■ Task description
Your answer should be the full listing, copied word for word.

■ Extracted material
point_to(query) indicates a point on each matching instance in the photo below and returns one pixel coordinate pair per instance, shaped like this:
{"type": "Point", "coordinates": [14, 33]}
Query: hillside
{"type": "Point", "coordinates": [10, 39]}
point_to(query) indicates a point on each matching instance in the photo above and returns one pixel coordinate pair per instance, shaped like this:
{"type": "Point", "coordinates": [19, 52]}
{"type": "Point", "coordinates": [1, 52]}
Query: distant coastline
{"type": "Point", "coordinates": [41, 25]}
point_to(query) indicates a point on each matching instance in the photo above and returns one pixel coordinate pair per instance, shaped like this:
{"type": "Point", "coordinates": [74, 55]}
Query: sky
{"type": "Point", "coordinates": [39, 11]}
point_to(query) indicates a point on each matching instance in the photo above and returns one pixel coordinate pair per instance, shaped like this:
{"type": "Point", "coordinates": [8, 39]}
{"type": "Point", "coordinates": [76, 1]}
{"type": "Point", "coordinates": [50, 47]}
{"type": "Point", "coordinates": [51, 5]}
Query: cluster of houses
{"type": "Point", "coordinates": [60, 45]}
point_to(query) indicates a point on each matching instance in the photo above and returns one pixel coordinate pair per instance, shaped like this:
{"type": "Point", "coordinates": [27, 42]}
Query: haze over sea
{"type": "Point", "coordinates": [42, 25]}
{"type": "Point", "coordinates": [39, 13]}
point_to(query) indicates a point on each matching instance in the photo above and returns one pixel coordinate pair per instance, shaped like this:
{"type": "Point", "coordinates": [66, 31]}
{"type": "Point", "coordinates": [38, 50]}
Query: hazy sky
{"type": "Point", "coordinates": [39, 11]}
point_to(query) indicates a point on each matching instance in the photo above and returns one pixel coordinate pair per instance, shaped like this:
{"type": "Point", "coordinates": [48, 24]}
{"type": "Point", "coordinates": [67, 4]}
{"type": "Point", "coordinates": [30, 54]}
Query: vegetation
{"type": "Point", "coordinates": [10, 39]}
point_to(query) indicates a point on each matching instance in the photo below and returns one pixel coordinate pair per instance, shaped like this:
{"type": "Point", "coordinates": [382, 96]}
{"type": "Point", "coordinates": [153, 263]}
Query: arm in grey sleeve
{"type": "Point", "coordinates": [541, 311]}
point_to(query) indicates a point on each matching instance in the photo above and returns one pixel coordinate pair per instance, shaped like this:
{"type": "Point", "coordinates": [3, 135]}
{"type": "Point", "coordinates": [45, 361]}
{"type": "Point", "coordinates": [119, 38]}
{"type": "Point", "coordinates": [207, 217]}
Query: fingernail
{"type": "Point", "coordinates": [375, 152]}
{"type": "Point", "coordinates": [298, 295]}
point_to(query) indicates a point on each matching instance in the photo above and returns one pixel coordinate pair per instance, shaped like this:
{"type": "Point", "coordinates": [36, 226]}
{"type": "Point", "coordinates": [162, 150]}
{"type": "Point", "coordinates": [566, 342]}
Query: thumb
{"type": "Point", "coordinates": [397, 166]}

■ Result of the task
point_to(query) indicates a point on each matching instance in the photo below and returns one pixel coordinate pair per instance, shaped like this:
{"type": "Point", "coordinates": [14, 33]}
Query: hillside
{"type": "Point", "coordinates": [10, 39]}
point_to(query) indicates a point on each matching instance in the photo above and returns one pixel coordinate pair per instance, shaped like this:
{"type": "Point", "coordinates": [19, 52]}
{"type": "Point", "coordinates": [1, 52]}
Query: distant coastline
{"type": "Point", "coordinates": [41, 25]}
point_to(query) indicates a point on each matching instance in the photo above and returns one pixel coordinate pair per instance, shaped like this:
{"type": "Point", "coordinates": [74, 55]}
Query: sky
{"type": "Point", "coordinates": [39, 11]}
point_to(query) indicates a point on each matching instance in the photo above and returns one pixel coordinate pair per instance, shaped like this:
{"type": "Point", "coordinates": [8, 39]}
{"type": "Point", "coordinates": [76, 1]}
{"type": "Point", "coordinates": [50, 47]}
{"type": "Point", "coordinates": [51, 5]}
Query: cluster of houses
{"type": "Point", "coordinates": [60, 45]}
point_to(query) indicates a point on each matching instance in the photo above and returns one pixel coordinate pair per instance, shaped like this:
{"type": "Point", "coordinates": [27, 42]}
Query: haze over sea
{"type": "Point", "coordinates": [42, 25]}
{"type": "Point", "coordinates": [39, 13]}
point_to(query) indicates a point on each matching instance in the photo above and returns one pixel coordinate pair per instance, shaped like this:
{"type": "Point", "coordinates": [66, 31]}
{"type": "Point", "coordinates": [38, 50]}
Query: hazy sky
{"type": "Point", "coordinates": [39, 11]}
point_to(query) indicates a point on each matching instance in the photo above and returns one pixel coordinate pair per instance, shaped like this:
{"type": "Point", "coordinates": [48, 24]}
{"type": "Point", "coordinates": [67, 4]}
{"type": "Point", "coordinates": [30, 54]}
Query: vegetation
{"type": "Point", "coordinates": [10, 39]}
point_to(query) indicates a point on each matching instance in the photo below and returns one pixel coordinate pair per instance, shaped like this:
{"type": "Point", "coordinates": [382, 96]}
{"type": "Point", "coordinates": [153, 263]}
Query: arm in grey sleeve
{"type": "Point", "coordinates": [541, 311]}
point_to(query) indicates a point on each matching instance in the photo above and returns one pixel coordinate pair per instance, shaped like this:
{"type": "Point", "coordinates": [3, 135]}
{"type": "Point", "coordinates": [45, 361]}
{"type": "Point", "coordinates": [119, 38]}
{"type": "Point", "coordinates": [207, 217]}
Query: fingernail
{"type": "Point", "coordinates": [375, 152]}
{"type": "Point", "coordinates": [298, 295]}
point_to(query) indicates a point on each matching instance in the photo above and returns one pixel coordinate pair per instance, shaped like this:
{"type": "Point", "coordinates": [36, 226]}
{"type": "Point", "coordinates": [162, 150]}
{"type": "Point", "coordinates": [566, 342]}
Query: thumb
{"type": "Point", "coordinates": [397, 166]}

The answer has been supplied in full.